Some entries
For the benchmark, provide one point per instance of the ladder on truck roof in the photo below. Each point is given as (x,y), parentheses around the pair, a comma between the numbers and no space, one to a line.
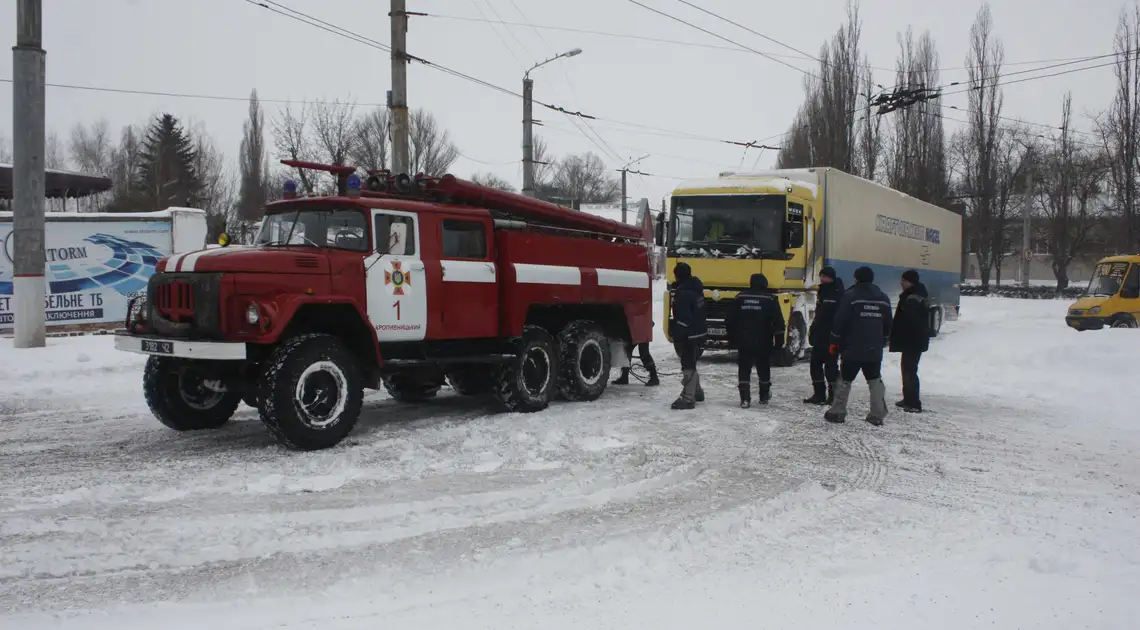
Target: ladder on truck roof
(504,205)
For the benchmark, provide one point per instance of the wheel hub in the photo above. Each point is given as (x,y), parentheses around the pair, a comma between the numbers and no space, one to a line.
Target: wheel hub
(320,394)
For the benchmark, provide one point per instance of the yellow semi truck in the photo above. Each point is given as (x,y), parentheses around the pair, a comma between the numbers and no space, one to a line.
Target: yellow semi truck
(791,223)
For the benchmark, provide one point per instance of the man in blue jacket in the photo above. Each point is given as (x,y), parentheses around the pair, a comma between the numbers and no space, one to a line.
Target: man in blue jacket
(861,332)
(687,330)
(756,327)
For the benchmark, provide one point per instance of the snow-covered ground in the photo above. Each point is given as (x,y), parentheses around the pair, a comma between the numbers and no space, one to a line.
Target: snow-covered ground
(1012,504)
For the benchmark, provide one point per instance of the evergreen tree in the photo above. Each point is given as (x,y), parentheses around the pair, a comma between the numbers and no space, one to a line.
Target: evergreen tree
(167,174)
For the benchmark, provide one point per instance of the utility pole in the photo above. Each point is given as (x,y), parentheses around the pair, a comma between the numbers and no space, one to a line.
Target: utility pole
(398,98)
(625,171)
(29,62)
(1027,220)
(528,139)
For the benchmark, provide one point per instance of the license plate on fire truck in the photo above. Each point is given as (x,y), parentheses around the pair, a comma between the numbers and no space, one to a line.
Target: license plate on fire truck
(157,348)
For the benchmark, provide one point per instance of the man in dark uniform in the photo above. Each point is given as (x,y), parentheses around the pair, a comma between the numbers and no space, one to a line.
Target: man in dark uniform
(911,336)
(687,330)
(755,324)
(861,330)
(824,365)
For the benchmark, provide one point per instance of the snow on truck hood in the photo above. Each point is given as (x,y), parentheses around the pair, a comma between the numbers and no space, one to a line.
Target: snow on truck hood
(251,260)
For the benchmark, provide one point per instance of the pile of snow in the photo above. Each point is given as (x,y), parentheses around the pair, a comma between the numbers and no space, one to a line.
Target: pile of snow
(1012,504)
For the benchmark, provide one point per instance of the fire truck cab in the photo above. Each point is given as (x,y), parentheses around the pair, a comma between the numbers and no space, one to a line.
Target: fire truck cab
(398,283)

Exercise
Please give every line of the entries above as a numbered list, skipping any blank lines. Leave the pictures out.

Result
1. For the benchmark, provide one point per instance of the ladder on truck roof in the photo below. Each point is given as (x,y), parentheses around the pair, a comma between the numbers and no space, one to a line.
2. Target: ladder on truck roof
3. (504,205)
4. For the benchmark, provide one point per instance of the wheel hub in the photo above. Each point is given as (x,y), parentheses around the pair, a comma between the numbers and no space, one to a line.
5. Target: wheel hub
6. (320,394)
7. For the benchmark, provide one point per instance of the yellow semi truck in the photo above. Each point is given as (x,y), parentheses around the pair, a comma between the numbers and no space, one to a line.
8. Target: yellow semi truck
9. (791,223)
10. For the benchmark, provide one point per instance of the man in blue jacket in the photo above. Each point is given as (x,y), parentheses around the pair, a comma between the numbers and no space, one to a line.
11. Target: man in blue jacket
12. (861,332)
13. (687,330)
14. (756,327)
15. For the benchmark, provide one point per instance of the snow-covered ground in the photo above. Each point is given as (x,y), parentheses around the pair, a comma between the numbers and no space, one to a line.
16. Target: snow-covered ground
17. (1012,504)
18. For the benchmark, provide one point per instance of the evergreen tree in the photo above. Each point is given as (x,y), parentheses around the pair, a comma between the numbers and no space, one to a line.
19. Target: evergreen tree
20. (167,174)
21. For the benchmark, provide one point per instance of the utility pole in the photo above. Each point is given as (x,y), parentheses around the pair, a comma between the numbers and no space, one to a line.
22. Target: utility pole
23. (398,98)
24. (625,171)
25. (29,62)
26. (1027,220)
27. (528,139)
28. For the benchmark, provide one point per instance of the license plate on fire truck in the photo above. Each point is given as (x,y), parentheses around the pair, a comma between the numbers and no space, one to a line.
29. Target: license plate on fire truck
30. (157,348)
31. For the benchmark, provide one point per instance of the man in dark uniform in the photo above. Each point is given as (x,y), parentheses around the pair, a comma between the numbers and no space, one to a line.
32. Target: man in dark uniform
33. (911,336)
34. (687,330)
35. (755,324)
36. (861,330)
37. (824,365)
38. For the benchmark, provide one point per instance of the snow on truck hood in the photo above. Each point is given as (x,y), parentheses around the pair, a comma between the numbers and no space, one to a line.
39. Target: snow on truck hood
40. (251,260)
41. For the benchmark, provide one point per instance of the pile of snow in the photo above. Each point is given as (x,y), parentheses around the pair, a comma between the numbers and no space, one to a line.
42. Target: pile of snow
43. (1012,504)
44. For the benchmark, provide one point per instance of the fire truck cab in the photo above. Each point is given as (x,y), parentheses around the pair, a comma between the numbers and no space, one to a line.
45. Target: fire truck cab
46. (398,283)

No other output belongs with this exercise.